TASK ITEM »
Your response should contain every record below, copied exactly.

STORED DATA »
[Start of Attachment]
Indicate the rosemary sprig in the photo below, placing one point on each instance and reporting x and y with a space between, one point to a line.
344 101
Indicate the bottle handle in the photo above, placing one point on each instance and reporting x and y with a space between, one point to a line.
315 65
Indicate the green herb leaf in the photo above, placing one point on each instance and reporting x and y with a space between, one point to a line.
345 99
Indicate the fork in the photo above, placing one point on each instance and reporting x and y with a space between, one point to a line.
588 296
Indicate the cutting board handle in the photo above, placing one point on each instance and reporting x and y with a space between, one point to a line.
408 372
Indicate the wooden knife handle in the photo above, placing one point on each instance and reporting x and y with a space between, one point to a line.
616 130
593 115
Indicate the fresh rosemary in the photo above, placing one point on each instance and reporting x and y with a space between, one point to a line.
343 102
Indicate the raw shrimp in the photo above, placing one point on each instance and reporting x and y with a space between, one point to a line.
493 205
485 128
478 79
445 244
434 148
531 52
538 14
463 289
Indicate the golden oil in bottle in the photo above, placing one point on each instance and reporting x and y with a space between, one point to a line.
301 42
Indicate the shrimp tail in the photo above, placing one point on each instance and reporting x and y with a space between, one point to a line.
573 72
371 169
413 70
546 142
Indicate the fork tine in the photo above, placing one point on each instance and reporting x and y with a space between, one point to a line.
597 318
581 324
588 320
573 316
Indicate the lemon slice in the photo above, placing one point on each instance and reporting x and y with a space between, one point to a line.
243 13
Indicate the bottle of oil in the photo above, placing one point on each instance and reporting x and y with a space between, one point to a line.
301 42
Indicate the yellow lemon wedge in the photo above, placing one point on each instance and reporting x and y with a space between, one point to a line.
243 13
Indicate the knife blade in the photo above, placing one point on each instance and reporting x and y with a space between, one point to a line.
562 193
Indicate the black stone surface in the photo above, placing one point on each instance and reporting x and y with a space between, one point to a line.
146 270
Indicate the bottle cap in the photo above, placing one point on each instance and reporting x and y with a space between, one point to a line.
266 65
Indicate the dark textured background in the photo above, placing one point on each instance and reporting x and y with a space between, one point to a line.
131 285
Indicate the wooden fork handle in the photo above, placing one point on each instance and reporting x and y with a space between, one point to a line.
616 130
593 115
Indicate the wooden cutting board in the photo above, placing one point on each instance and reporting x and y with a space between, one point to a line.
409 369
[End of Attachment]
RESULT OF THE EXERCISE »
Indicate the rosemary sprig in the photo below, placing one point on each instance and reporting x and y with a space between, one point to a line.
344 101
Indicate the bottle handle in the photo above, placing one point on each instance and reporting x and y with a space between, one point to a line.
315 65
Indicate the green herb leaf in the photo above, placing one point on each instance and reporting x and y with a space between, one point to a line.
345 99
Indicate the fork in the photo above, placing one point on each instance and reporting x and y with a space between, one point to a line.
588 296
Indicate the cutting board handle in the photo above, placing one point on each instance and reporting x and y with a space between, one point to a line.
408 372
Indicate the wooden knife handle in the photo above, placing one point on each instance and reporting x and y with a space between, one point to a line.
616 130
593 115
Indicate the fresh rosemary in the photo above, placing one point on each instance and reporting x and y with a space between, one point to a line.
343 102
Indicate the raw shrimp in the photo above, placing one point on each instance and reporting x and y with a space between, one point to a line.
493 205
485 128
478 79
445 244
434 148
531 52
538 14
463 289
Indicate the golden oil in bottle in the photo above, placing one point on each instance and reporting x and y with a space between, one point to a line.
301 42
Indicate the shrimp tail in the photo above, placing one point on each instance and reporting x and y with a space between, one point to a line.
573 72
371 169
413 70
546 142
Indicate the fork tine in the photo above, placing one point on each instance and reporting x and y with a space between, one point to a line.
597 318
581 324
588 320
573 316
Indicate the lemon slice in the photo above, placing one point on each instance and reporting x and y with a space between, one point to a line.
243 13
Indicate the bottle of oil in the photo above, placing one point on each instance and reporting x and y with a space between, one point to a line.
301 42
Indicate the yellow lemon wedge in the photo above, placing one point on each instance and reporting x and y with a space between, one point to a line.
243 13
Indicate the knife blade in the photo above, placing one point on each instance and reporting x and y with a space between, one point to a line.
562 193
Indicate the black stone surface in the photo above, placing one point on each instance and reporting x and y with a space between, one point to a line.
146 270
Indicate the bottle cap in the photo above, placing one point on each instance and reporting x and y with a space between, one point to a line.
266 65
Indicate the dark textured background in the photo above, placing one point on each instance and reporting x and y with a space between, one point to a line.
131 285
Indicate the wooden fork handle in the photo above, placing one point on each instance and reporting x and y with a space between, one point to a line.
616 130
593 115
Indicate the wooden cutting board in the photo above, placing one point on each instance and reporting x and y with a space between, one point to a line.
409 369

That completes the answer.